» **DOCUMENT PASSAGE**
Between 13 and 18 April, 1875

London, April 1875



My dear Theo,

I’m sending you herewith a small drawing. I made it last Sunday, the morning a daughter (13 years old) of my landlady died.

It’s a view of Streatham Common, a large, grass-covered area with oak trees and broom.

It had rained in the night, and the ground was soggy here and there and the young spring grass fresh and green.

As you see, it’s scribbled on the title page of the ‘Poesies d’Edmond Roche’.

There are beautiful ones among them, serious and sad, including one that begins and ends

Sad and alone, I climbed the sad, bare dune,
Where the sea keens its ceaseless moaning plaint,
The dune where dies the wide unfurling wave,
Drab path that winds and winds upon itself again.

and another, ‘Calais’

How I love to see you once again, o my native town,
Dear sea nymph seated at the waters’ edge!
I love the soaring spire of your bell-tower,
Lovely in its boldness and its elegance,
Its fretted cupola, through which we see the sky.

» **STUDY QUESTIONS**
**A.** In the letter, rewrite the passage that begins with the words "As you see, it’s" and stops after "upon itself again.", replacing "wave" with "tide".
**B.** Translate this sentence from the letter into French: "It had rained in the night, and the ground was soggy here and there and the young spring grass fresh and green."

» **GIVEN DATA**
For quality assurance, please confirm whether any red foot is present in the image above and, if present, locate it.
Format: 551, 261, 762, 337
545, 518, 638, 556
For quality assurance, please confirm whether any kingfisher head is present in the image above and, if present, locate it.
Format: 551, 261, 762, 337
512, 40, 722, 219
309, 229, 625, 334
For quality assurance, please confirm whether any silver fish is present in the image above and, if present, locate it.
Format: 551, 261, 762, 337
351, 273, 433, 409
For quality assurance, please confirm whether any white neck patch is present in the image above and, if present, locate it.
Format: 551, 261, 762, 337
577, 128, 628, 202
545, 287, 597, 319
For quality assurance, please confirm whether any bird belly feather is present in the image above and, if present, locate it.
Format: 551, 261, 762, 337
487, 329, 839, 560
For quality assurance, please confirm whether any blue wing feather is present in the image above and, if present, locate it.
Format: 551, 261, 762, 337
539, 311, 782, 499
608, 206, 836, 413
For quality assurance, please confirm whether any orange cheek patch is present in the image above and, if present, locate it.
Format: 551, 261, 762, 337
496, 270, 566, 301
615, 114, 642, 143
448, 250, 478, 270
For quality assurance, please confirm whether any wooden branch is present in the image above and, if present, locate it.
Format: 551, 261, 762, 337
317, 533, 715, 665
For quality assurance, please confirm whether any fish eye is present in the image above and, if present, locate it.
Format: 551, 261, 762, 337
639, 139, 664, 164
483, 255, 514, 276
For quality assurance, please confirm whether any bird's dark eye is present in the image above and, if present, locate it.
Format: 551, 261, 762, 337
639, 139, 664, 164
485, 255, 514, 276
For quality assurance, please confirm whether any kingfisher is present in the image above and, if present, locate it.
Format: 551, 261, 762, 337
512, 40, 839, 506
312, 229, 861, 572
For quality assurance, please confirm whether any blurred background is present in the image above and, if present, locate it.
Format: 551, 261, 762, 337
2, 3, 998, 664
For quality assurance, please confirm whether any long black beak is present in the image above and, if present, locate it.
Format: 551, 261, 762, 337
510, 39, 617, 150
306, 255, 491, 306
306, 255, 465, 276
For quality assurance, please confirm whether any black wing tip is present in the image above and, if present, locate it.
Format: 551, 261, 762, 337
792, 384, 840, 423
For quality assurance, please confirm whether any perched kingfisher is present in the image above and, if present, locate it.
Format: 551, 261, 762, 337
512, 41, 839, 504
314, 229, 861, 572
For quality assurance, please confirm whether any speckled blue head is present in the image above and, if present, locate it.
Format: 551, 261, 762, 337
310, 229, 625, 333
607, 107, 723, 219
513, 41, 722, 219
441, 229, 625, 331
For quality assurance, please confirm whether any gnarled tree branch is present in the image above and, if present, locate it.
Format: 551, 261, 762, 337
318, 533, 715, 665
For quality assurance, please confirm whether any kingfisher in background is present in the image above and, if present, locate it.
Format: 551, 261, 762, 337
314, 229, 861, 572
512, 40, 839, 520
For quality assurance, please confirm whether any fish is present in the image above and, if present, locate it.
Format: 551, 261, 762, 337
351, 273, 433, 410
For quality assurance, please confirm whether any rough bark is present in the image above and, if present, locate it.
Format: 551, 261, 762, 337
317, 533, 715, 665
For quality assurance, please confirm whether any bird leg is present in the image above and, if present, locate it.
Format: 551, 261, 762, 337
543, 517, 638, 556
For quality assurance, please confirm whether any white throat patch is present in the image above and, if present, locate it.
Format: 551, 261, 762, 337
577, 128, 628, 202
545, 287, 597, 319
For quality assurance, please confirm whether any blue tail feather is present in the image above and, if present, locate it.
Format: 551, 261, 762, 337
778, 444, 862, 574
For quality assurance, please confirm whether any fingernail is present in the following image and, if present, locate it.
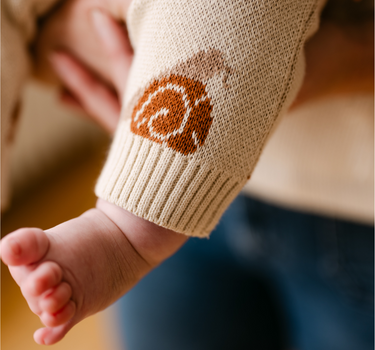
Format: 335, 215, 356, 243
8, 238, 22, 256
48, 51, 68, 75
91, 9, 116, 49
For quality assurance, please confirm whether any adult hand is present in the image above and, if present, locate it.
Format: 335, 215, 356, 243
35, 0, 133, 134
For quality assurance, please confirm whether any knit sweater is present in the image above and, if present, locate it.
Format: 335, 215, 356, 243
96, 0, 323, 237
7, 0, 372, 237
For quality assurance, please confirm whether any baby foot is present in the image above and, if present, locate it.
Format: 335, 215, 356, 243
0, 204, 156, 345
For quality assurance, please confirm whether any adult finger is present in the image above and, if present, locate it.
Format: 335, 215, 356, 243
91, 9, 133, 97
50, 52, 120, 134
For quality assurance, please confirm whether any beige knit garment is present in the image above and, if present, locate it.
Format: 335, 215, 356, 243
244, 94, 374, 224
96, 0, 323, 237
1, 0, 57, 210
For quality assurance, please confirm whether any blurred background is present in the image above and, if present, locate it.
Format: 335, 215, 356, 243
0, 82, 122, 350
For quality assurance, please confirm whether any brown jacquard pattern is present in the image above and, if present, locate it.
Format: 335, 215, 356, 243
131, 49, 232, 155
131, 74, 212, 155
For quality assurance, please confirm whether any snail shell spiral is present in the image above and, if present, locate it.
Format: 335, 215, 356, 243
130, 74, 212, 155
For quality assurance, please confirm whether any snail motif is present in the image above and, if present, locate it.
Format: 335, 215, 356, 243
130, 50, 231, 155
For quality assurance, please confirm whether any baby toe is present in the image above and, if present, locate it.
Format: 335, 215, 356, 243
0, 228, 49, 266
21, 261, 62, 299
40, 300, 76, 327
39, 282, 72, 314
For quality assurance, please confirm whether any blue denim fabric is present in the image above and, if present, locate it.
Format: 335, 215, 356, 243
118, 196, 374, 350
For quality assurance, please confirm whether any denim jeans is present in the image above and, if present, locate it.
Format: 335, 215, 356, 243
118, 195, 374, 350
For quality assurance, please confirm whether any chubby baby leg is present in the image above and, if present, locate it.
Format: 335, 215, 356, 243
0, 199, 186, 345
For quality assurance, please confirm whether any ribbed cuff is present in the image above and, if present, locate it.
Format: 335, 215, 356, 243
95, 122, 246, 237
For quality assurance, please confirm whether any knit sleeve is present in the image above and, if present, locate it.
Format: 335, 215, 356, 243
96, 0, 322, 237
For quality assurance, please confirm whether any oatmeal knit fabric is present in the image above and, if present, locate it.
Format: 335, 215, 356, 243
96, 0, 324, 237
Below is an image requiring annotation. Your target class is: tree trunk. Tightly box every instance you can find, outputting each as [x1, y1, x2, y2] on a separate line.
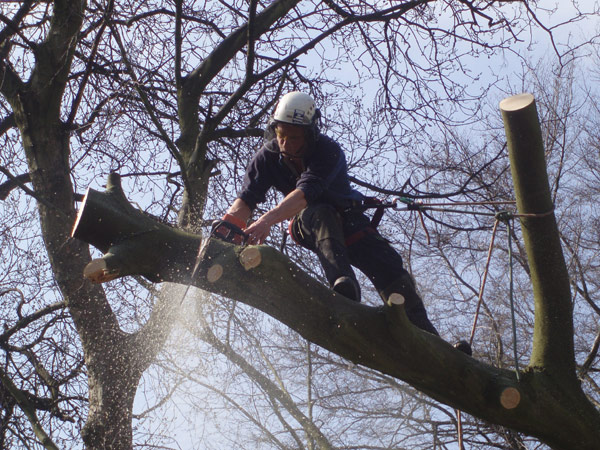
[73, 134, 600, 450]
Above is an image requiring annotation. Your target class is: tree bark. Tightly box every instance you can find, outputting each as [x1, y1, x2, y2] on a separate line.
[73, 140, 600, 450]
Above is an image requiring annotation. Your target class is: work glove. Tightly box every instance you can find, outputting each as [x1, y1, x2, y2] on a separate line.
[210, 214, 248, 245]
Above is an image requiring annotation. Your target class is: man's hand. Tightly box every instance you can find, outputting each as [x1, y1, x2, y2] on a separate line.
[246, 215, 273, 244]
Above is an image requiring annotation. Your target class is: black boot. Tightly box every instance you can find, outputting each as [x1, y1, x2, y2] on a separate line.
[316, 238, 360, 302]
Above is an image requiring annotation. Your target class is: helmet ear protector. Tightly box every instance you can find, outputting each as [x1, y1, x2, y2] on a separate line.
[265, 92, 321, 143]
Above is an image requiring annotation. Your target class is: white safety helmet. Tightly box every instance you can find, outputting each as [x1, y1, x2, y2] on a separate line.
[272, 92, 319, 126]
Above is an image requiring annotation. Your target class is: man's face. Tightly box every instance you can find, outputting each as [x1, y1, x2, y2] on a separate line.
[275, 123, 306, 158]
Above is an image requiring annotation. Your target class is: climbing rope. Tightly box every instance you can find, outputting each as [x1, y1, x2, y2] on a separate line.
[360, 197, 554, 450]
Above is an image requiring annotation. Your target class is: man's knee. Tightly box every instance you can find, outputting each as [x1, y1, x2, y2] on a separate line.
[292, 204, 343, 249]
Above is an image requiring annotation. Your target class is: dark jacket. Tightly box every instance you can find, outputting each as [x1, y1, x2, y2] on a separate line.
[238, 134, 363, 209]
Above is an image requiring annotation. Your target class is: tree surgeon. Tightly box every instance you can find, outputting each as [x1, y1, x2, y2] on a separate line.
[213, 92, 470, 353]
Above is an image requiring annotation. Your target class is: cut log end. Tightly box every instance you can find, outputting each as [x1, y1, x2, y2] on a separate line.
[387, 292, 404, 306]
[206, 264, 223, 283]
[240, 247, 262, 270]
[83, 259, 119, 284]
[500, 93, 535, 112]
[500, 387, 521, 409]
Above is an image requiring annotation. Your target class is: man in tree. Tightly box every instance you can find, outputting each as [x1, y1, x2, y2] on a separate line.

» **WRITTEN ANSWERS**
**A.**
As you see, it’s scribbled on the title page of the ‘Poesies d’Edmond Roche’.

There are beautiful ones among them, serious and sad, including one that begins and ends

Sad and alone, I climbed the sad, bare dune,
Where the sea keens its ceaseless moaning plaint,
The dune where dies the wide unfurling tide,
Drab path that winds and winds upon itself again.

**B.** Il avait plu pendant la nuit, et le sol était détrempé par endroits, et la jeune herbe de printemps fraîche et verte.